Brief:
Scan the lines below; pull out those with "help".

START Provided data

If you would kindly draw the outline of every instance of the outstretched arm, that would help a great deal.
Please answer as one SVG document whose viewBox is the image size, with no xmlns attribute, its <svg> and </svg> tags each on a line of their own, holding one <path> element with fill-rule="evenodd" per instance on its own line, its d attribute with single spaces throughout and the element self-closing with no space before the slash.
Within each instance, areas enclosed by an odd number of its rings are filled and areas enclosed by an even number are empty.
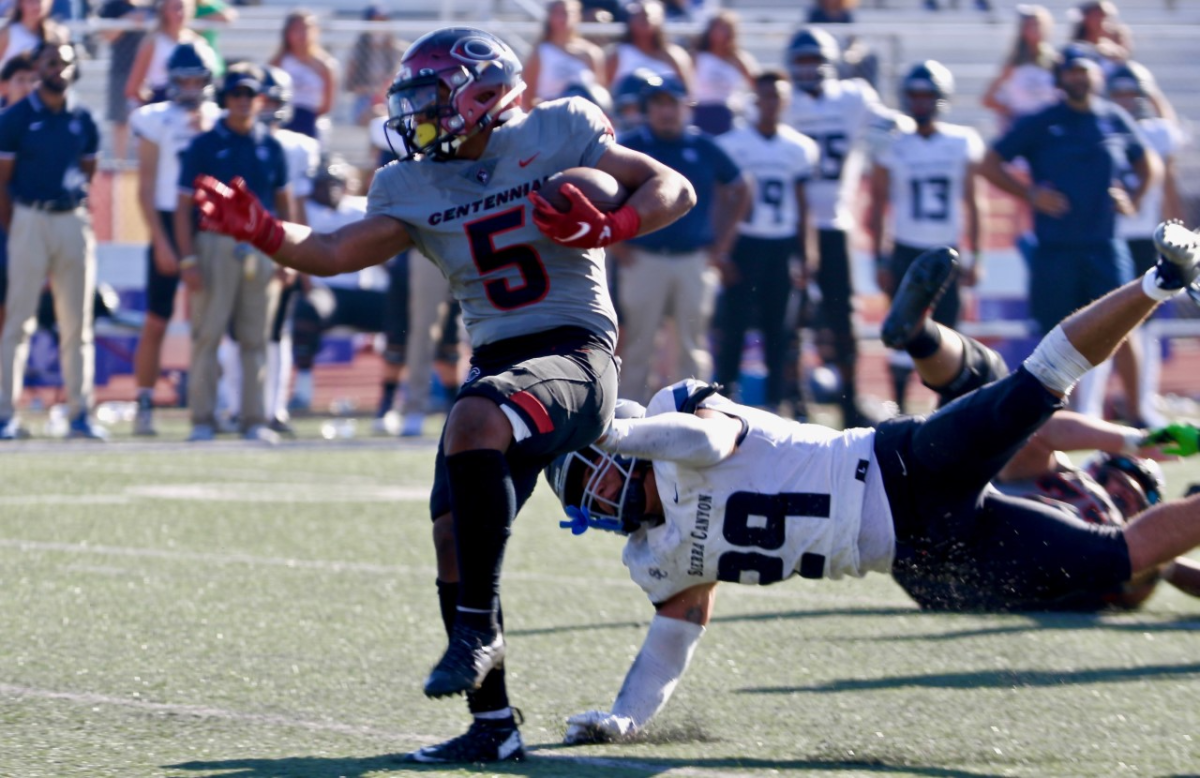
<svg viewBox="0 0 1200 778">
<path fill-rule="evenodd" d="M 642 648 L 625 675 L 612 712 L 591 710 L 567 719 L 568 745 L 634 737 L 671 699 L 712 616 L 716 583 L 700 584 L 658 606 Z"/>
<path fill-rule="evenodd" d="M 390 216 L 367 216 L 328 233 L 280 221 L 241 178 L 227 186 L 199 176 L 195 199 L 201 229 L 244 240 L 280 265 L 309 275 L 336 276 L 382 265 L 412 245 L 408 230 Z"/>
<path fill-rule="evenodd" d="M 1130 454 L 1157 460 L 1173 457 L 1163 453 L 1162 445 L 1143 445 L 1146 430 L 1113 424 L 1074 411 L 1058 411 L 1042 425 L 1035 437 L 1055 451 L 1099 449 L 1113 454 Z"/>
</svg>

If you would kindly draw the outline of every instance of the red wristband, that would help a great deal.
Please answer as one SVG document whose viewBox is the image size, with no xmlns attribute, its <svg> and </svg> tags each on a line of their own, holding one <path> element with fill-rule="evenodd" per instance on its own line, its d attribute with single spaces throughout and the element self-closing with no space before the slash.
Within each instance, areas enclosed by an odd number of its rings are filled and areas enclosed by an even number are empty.
<svg viewBox="0 0 1200 778">
<path fill-rule="evenodd" d="M 263 221 L 254 237 L 250 238 L 250 243 L 268 257 L 272 257 L 283 246 L 283 235 L 283 222 L 271 217 Z"/>
<path fill-rule="evenodd" d="M 612 225 L 612 243 L 636 238 L 638 230 L 642 228 L 641 214 L 631 205 L 622 205 L 608 215 L 608 220 Z"/>
</svg>

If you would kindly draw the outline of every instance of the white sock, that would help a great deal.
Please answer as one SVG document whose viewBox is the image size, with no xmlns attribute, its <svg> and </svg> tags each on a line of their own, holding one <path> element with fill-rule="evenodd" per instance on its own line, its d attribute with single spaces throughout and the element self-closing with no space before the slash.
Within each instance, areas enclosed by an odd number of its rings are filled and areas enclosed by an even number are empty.
<svg viewBox="0 0 1200 778">
<path fill-rule="evenodd" d="M 1178 289 L 1163 289 L 1158 285 L 1158 271 L 1154 268 L 1150 268 L 1146 271 L 1146 274 L 1142 276 L 1142 291 L 1145 292 L 1146 296 L 1151 300 L 1164 302 L 1182 292 L 1183 287 Z"/>
</svg>

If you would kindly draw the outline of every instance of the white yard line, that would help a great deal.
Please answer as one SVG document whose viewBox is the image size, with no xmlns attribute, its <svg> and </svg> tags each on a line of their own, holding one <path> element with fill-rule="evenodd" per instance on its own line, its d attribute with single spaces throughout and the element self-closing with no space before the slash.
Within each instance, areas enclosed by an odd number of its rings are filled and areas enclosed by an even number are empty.
<svg viewBox="0 0 1200 778">
<path fill-rule="evenodd" d="M 96 694 L 94 692 L 63 692 L 54 691 L 52 689 L 37 689 L 31 686 L 18 686 L 15 684 L 0 683 L 0 698 L 4 697 L 54 700 L 71 703 L 72 705 L 86 705 L 90 707 L 106 705 L 153 715 L 190 716 L 196 719 L 238 721 L 254 726 L 288 727 L 292 729 L 302 729 L 308 732 L 329 732 L 337 735 L 352 735 L 382 740 L 395 740 L 407 744 L 433 744 L 440 742 L 442 739 L 433 735 L 419 735 L 413 732 L 393 732 L 363 724 L 344 724 L 338 721 L 311 721 L 309 719 L 271 713 L 246 713 L 244 711 L 216 708 L 211 705 L 182 705 L 167 702 L 150 702 L 148 700 L 135 700 L 129 699 L 128 697 L 113 697 L 107 694 Z M 722 778 L 722 776 L 730 776 L 732 778 L 732 776 L 747 775 L 747 773 L 727 773 L 723 771 L 706 770 L 703 768 L 686 766 L 663 770 L 661 763 L 651 764 L 648 762 L 642 763 L 626 759 L 571 756 L 560 751 L 542 751 L 536 746 L 532 747 L 530 752 L 535 755 L 536 759 L 578 763 L 591 767 L 610 767 L 621 770 L 645 770 L 647 772 L 653 771 L 657 776 L 694 775 L 704 776 L 704 778 Z"/>
<path fill-rule="evenodd" d="M 21 540 L 19 538 L 0 538 L 0 548 L 18 551 L 50 551 L 64 554 L 90 554 L 97 556 L 132 557 L 142 559 L 163 559 L 184 562 L 205 562 L 217 565 L 250 565 L 260 567 L 283 567 L 294 570 L 319 570 L 330 573 L 357 573 L 366 575 L 419 575 L 435 576 L 437 569 L 433 565 L 384 565 L 369 562 L 342 562 L 331 559 L 295 559 L 288 557 L 255 556 L 252 554 L 224 554 L 207 551 L 168 551 L 158 548 L 138 548 L 130 546 L 104 546 L 91 543 L 58 543 L 42 540 Z M 556 575 L 553 573 L 527 572 L 523 570 L 506 571 L 506 580 L 527 581 L 532 583 L 557 584 L 570 590 L 575 587 L 612 586 L 630 588 L 634 584 L 628 578 L 605 576 L 574 576 Z M 837 596 L 828 591 L 822 593 L 822 607 L 829 607 L 844 602 L 853 602 L 861 607 L 892 607 L 894 601 L 865 600 L 854 596 L 852 586 L 847 589 L 846 596 Z M 803 584 L 795 586 L 725 586 L 722 587 L 722 597 L 725 598 L 763 598 L 772 600 L 795 600 L 809 594 Z M 913 611 L 914 614 L 917 611 Z"/>
<path fill-rule="evenodd" d="M 419 743 L 436 743 L 438 739 L 430 735 L 416 735 L 411 732 L 390 732 L 387 730 L 367 727 L 360 724 L 342 724 L 336 721 L 308 721 L 306 719 L 281 716 L 270 713 L 244 713 L 242 711 L 214 708 L 209 705 L 179 705 L 166 702 L 150 702 L 135 700 L 128 697 L 112 697 L 106 694 L 92 692 L 60 692 L 50 689 L 36 689 L 29 686 L 0 684 L 0 697 L 32 697 L 39 700 L 62 700 L 77 705 L 113 705 L 120 708 L 145 711 L 147 713 L 166 714 L 171 716 L 194 716 L 199 719 L 221 719 L 223 721 L 245 721 L 251 724 L 267 726 L 295 727 L 312 732 L 335 732 L 343 735 L 366 735 L 395 740 L 411 740 Z"/>
</svg>

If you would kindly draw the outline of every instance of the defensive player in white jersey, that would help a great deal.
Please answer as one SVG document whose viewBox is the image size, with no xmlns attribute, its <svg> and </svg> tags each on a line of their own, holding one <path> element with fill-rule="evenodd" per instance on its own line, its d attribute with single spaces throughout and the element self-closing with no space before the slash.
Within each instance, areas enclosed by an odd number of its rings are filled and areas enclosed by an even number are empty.
<svg viewBox="0 0 1200 778">
<path fill-rule="evenodd" d="M 1162 258 L 1142 279 L 1072 314 L 1016 372 L 928 418 L 838 433 L 684 381 L 655 395 L 644 418 L 615 419 L 594 446 L 556 460 L 547 477 L 564 524 L 629 533 L 624 562 L 658 612 L 612 711 L 572 717 L 568 742 L 645 726 L 704 634 L 719 581 L 916 566 L 1040 603 L 1111 588 L 1200 544 L 1200 496 L 1105 527 L 989 487 L 1082 374 L 1200 277 L 1200 235 L 1170 223 L 1156 242 Z M 943 266 L 953 257 L 935 254 Z M 948 270 L 935 276 L 940 287 Z"/>
<path fill-rule="evenodd" d="M 1163 176 L 1146 190 L 1137 213 L 1117 215 L 1117 237 L 1129 244 L 1135 272 L 1144 272 L 1154 261 L 1154 226 L 1162 219 L 1183 217 L 1184 207 L 1175 175 L 1175 157 L 1185 143 L 1183 130 L 1173 118 L 1158 116 L 1151 100 L 1161 94 L 1154 76 L 1144 65 L 1126 62 L 1108 76 L 1108 97 L 1124 108 L 1137 121 L 1150 148 L 1158 152 L 1163 162 Z M 1124 188 L 1138 189 L 1133 171 L 1126 174 Z M 1133 358 L 1125 355 L 1126 348 L 1140 350 Z M 1130 338 L 1117 352 L 1112 362 L 1126 391 L 1127 413 L 1142 423 L 1158 425 L 1164 421 L 1156 408 L 1159 374 L 1162 367 L 1162 347 L 1150 327 L 1142 327 L 1138 337 Z"/>
<path fill-rule="evenodd" d="M 167 60 L 167 100 L 137 109 L 129 123 L 138 143 L 138 205 L 150 233 L 146 256 L 146 318 L 133 357 L 137 381 L 134 435 L 154 435 L 154 386 L 163 340 L 175 312 L 179 253 L 175 245 L 179 157 L 192 138 L 212 128 L 221 110 L 213 102 L 212 49 L 181 43 Z"/>
<path fill-rule="evenodd" d="M 938 246 L 957 247 L 964 235 L 973 260 L 960 270 L 959 283 L 974 286 L 983 269 L 975 174 L 986 148 L 972 128 L 941 121 L 953 94 L 954 77 L 940 62 L 914 65 L 900 82 L 900 105 L 915 126 L 897 129 L 875 149 L 870 228 L 877 280 L 889 296 L 920 254 Z M 889 211 L 890 252 L 884 248 Z M 952 284 L 933 318 L 954 327 L 960 307 L 958 284 Z M 886 333 L 884 338 L 886 342 Z M 903 351 L 892 354 L 893 391 L 903 413 L 912 360 Z"/>
<path fill-rule="evenodd" d="M 808 257 L 810 263 L 818 263 L 818 347 L 821 358 L 841 373 L 843 426 L 869 424 L 871 419 L 858 405 L 849 232 L 855 226 L 852 203 L 862 181 L 868 131 L 873 120 L 892 119 L 866 81 L 838 79 L 840 47 L 825 30 L 801 29 L 786 56 L 795 85 L 786 121 L 812 138 L 821 152 L 817 175 L 806 188 L 819 253 L 819 258 Z"/>
<path fill-rule="evenodd" d="M 604 246 L 656 230 L 695 204 L 679 174 L 613 140 L 580 99 L 519 109 L 521 64 L 482 30 L 448 28 L 409 47 L 388 92 L 407 159 L 375 174 L 365 219 L 321 234 L 272 218 L 241 185 L 197 181 L 209 229 L 282 265 L 329 276 L 416 246 L 450 281 L 474 350 L 446 420 L 431 513 L 438 595 L 450 647 L 425 683 L 468 693 L 465 735 L 410 754 L 419 762 L 524 756 L 504 688 L 500 566 L 509 527 L 540 470 L 600 435 L 616 403 L 616 316 Z M 573 167 L 629 192 L 611 213 L 575 187 L 566 212 L 537 192 Z"/>
<path fill-rule="evenodd" d="M 750 174 L 754 190 L 750 212 L 738 225 L 732 267 L 722 274 L 716 380 L 727 390 L 736 386 L 746 329 L 757 316 L 767 367 L 764 405 L 771 409 L 779 407 L 785 394 L 788 330 L 794 329 L 787 322 L 794 289 L 791 265 L 793 257 L 802 262 L 808 255 L 812 231 L 805 187 L 818 158 L 811 139 L 779 121 L 791 93 L 782 71 L 759 74 L 754 79 L 757 120 L 717 138 L 738 167 Z"/>
</svg>

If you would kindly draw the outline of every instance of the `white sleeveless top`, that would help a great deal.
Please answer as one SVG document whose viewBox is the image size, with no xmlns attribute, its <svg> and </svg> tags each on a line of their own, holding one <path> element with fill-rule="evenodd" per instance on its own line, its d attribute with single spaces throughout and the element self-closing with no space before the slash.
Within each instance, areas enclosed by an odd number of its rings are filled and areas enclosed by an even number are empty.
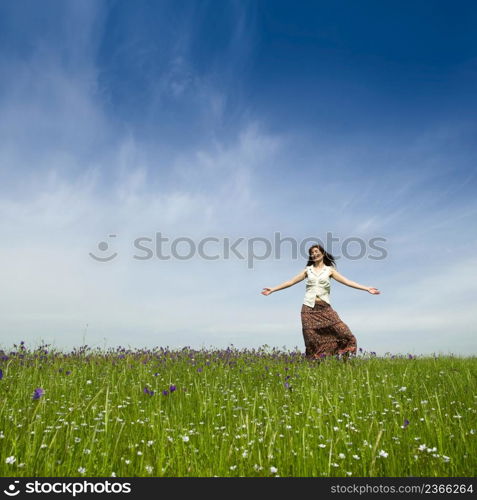
<svg viewBox="0 0 477 500">
<path fill-rule="evenodd" d="M 329 304 L 332 268 L 330 266 L 323 266 L 317 270 L 313 266 L 307 266 L 305 271 L 307 280 L 305 282 L 306 291 L 303 304 L 314 307 L 316 297 Z"/>
</svg>

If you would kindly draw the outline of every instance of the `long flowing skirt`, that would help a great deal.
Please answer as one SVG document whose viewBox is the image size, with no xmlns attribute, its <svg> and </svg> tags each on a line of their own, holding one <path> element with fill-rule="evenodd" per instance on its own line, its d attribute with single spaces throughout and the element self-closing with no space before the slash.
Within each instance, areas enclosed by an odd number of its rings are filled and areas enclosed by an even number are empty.
<svg viewBox="0 0 477 500">
<path fill-rule="evenodd" d="M 307 358 L 356 352 L 355 336 L 327 302 L 316 301 L 315 307 L 303 304 L 301 324 Z"/>
</svg>

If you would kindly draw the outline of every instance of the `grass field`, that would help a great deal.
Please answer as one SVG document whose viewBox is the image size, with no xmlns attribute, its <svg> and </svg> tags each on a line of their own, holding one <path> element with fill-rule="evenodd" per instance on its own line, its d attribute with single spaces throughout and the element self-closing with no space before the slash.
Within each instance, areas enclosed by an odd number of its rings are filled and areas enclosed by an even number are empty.
<svg viewBox="0 0 477 500">
<path fill-rule="evenodd" d="M 477 358 L 0 351 L 1 476 L 475 476 Z"/>
</svg>

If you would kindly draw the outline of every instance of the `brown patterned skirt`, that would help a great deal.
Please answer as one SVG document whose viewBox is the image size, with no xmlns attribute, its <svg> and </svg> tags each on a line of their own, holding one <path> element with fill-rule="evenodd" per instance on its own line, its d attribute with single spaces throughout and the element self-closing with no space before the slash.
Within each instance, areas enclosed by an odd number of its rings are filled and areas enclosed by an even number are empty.
<svg viewBox="0 0 477 500">
<path fill-rule="evenodd" d="M 316 301 L 315 307 L 303 304 L 301 324 L 307 358 L 356 352 L 355 336 L 327 302 Z"/>
</svg>

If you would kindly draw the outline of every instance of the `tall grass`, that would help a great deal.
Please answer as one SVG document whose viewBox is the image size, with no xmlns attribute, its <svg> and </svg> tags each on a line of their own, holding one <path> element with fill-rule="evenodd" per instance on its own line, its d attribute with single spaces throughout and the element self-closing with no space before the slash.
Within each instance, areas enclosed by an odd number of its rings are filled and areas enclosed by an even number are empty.
<svg viewBox="0 0 477 500">
<path fill-rule="evenodd" d="M 475 357 L 21 344 L 0 368 L 2 476 L 477 470 Z"/>
</svg>

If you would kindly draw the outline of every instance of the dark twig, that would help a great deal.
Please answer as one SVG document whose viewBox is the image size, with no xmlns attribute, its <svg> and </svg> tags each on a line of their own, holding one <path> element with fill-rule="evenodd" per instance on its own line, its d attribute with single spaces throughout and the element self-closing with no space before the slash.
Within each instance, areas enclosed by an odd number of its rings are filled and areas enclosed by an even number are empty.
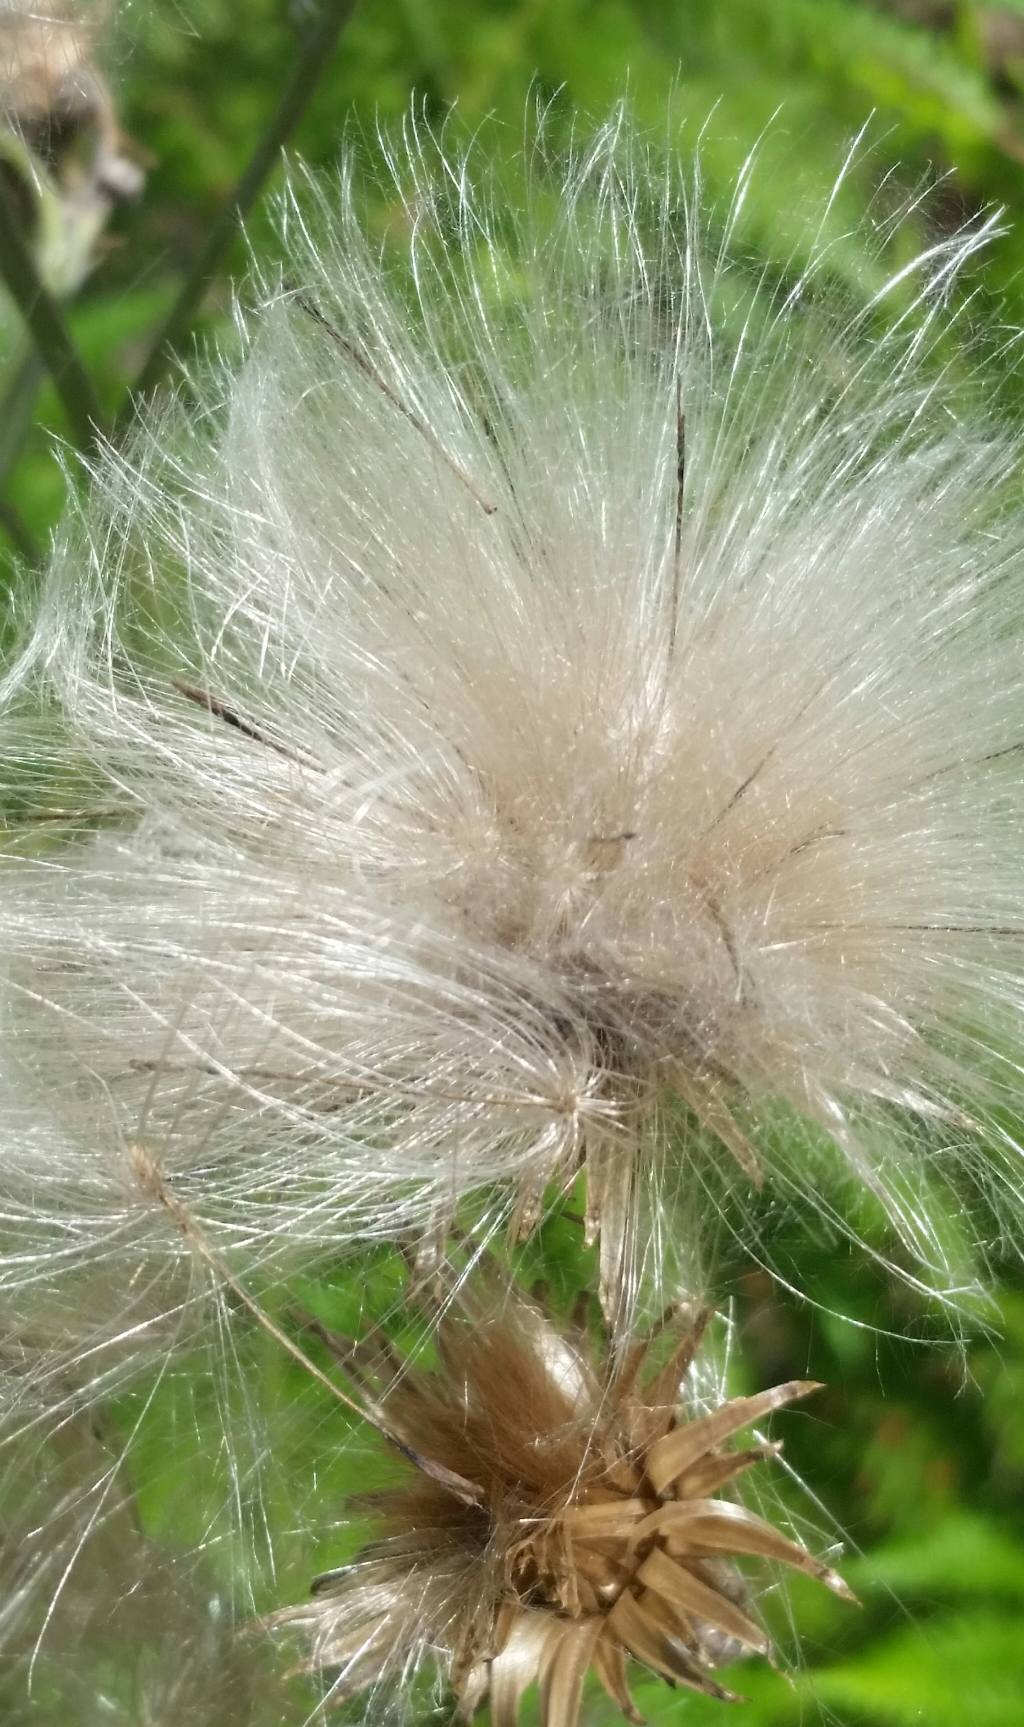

END Provided data

Response to the exercise:
If you would kindly draw the outline of every instance of the outstretched arm, that would help a great deal.
If you would kindly draw the outline of every instance of the red wristband, that would help a great deal.
If you would kindly draw the outline of every instance of the white sock, that would help a great deal.
If you would kindly draw the outline of every instance of the white yard line, that would help a great deal.
If you would kindly draw the outline of every instance of the defensive player in white jersey, that would help a great deal.
If you would kindly draw the outline of every instance of the `white sleeveless top`, that would help a great deal.
If you would kindly draw the outline of every instance of the `long flowing skirt`, that would help a great deal.
If you would kindly draw the outline of every instance of the `grass field`, that would help a great deal.
If you would kindly draw the outline of every instance of the `brown patterned skirt`, that would help a great deal.
If you would kindly draw the outline of every instance of the `tall grass`, that would help a great deal.
If you would kindly draw the outline of every instance of the dark twig, that would help a great deal.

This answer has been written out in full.